• Secção de texto
2. Veio o reclamante arguir a nulidade desse acórdão, nos seguintes termos:
«(…)
DA NULIDADE POR OMISSÃO DE PRONÚNCIA
1º
Nos termos da al. d) do n.º 1 do artigo 668.º do CPC ex vi artigo 69.º da LOFPTC é nula a sentença quando o juiz deixe de pronunciar-se sobre questões que devesse apreciar ou conheça de questões de que não podia tomar conhecimento.
2º.
Com efeito, sempre que o juiz se deixe de pronunciar sobre questões que devesse apreciar profere uma decisão (singular ou colectiva) ferida de nulidade por omissão de pronúncia.
3º.
A nulidade que ora nos ocupa é, de resto, corolário da primeira parte do n.º 2 do artigo 660.º do CPC ex vi artigo 69.º da LOFPTC que estabelece o seguinte: o juiz deve resolver todas as questões que as partes tenham submetido à sua apreciação, exceptuadas aquelas cuja decisão esteja prejudicada pela solução dada a outras.
Descendo ao caso concreto,
4º.
No âmbito dos Autos de Reclamação n.º 421/12, o Tribunal Constitucional pronunciou-se no sentido do indeferimento da reclamação deduzida, confirmando, assim, a decisão de não admissão do recurso para aquele colendo Tribunal.
5º.
E fê-lo no seu acórdão n.º 489/2012, de 24.10.2012.
6º.
Sucede, porém, que o referido acórdão padece da nulidade prevista no artigo 668.º, n.º 1, al. d), primeira parte do CPC ex vi artigo 69.º da LOFPTC, na medida em que se verifica uma omissão de pronúncia sobre questões que o Tribunal deveria conhecer.
Senão, vejamos,
7º.
No aresto referido supra é possível ler-se o seguinte:
“2. Em resposta, o Ministério Público pronunciou-se no sentido do indeferimento da reclamação, com o seguinte remate:
(...)
3. Notificado da resposta, o reclamante nada disse”.
8º.
Contudo, a constatação do Tribunal, no transcrito ponto 3, não corresponde à verdade.

• Registos fornecidos
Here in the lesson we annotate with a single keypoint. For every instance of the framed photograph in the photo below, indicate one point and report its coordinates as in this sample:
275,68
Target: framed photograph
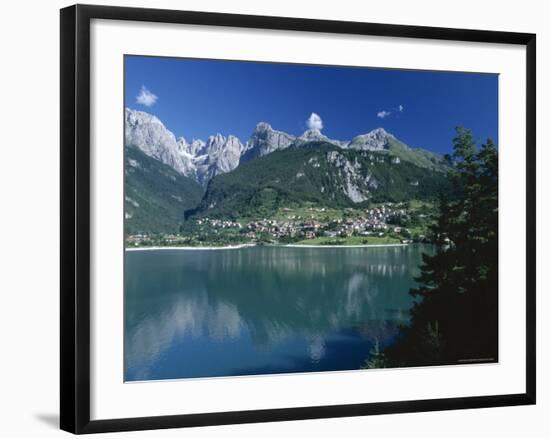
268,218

==

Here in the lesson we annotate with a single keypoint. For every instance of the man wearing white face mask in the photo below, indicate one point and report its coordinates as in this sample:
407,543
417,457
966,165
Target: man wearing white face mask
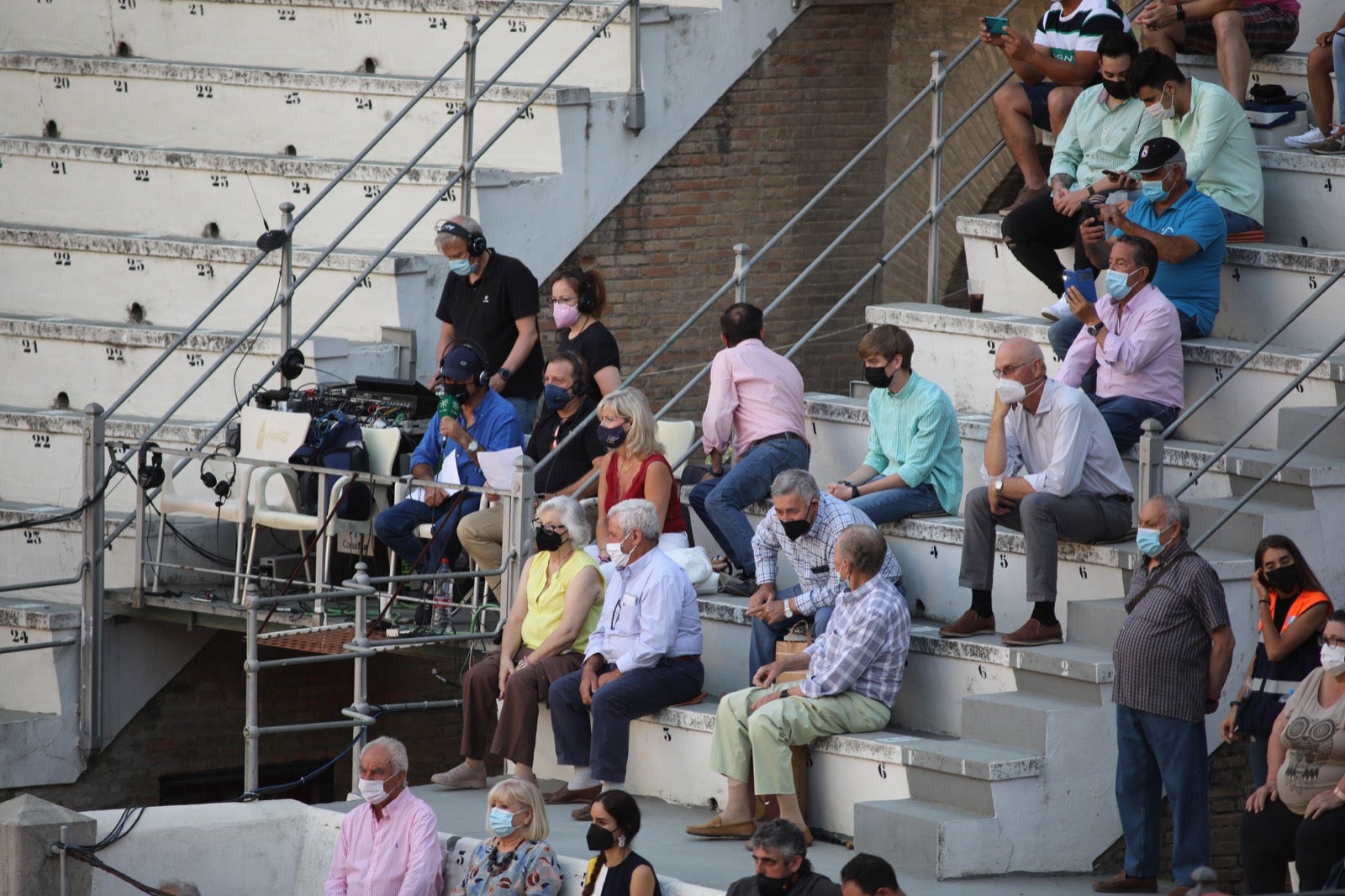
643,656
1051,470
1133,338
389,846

• Tarefas do exercício
1 – Segundo o excerto, em que data foi proferido o acórdão n.º 489/2012?
2 – Enumere todos os artigos de lei citados no excerto, sem repetições, indicando para cada um o diploma a que pertence.

• Respostas do exercício
1 – Foi proferido em 24.10.2012.

2 –
- Artigo 668.º do CPC
- Artigo 660.º do CPC
- Artigo 69.º da LOFPTC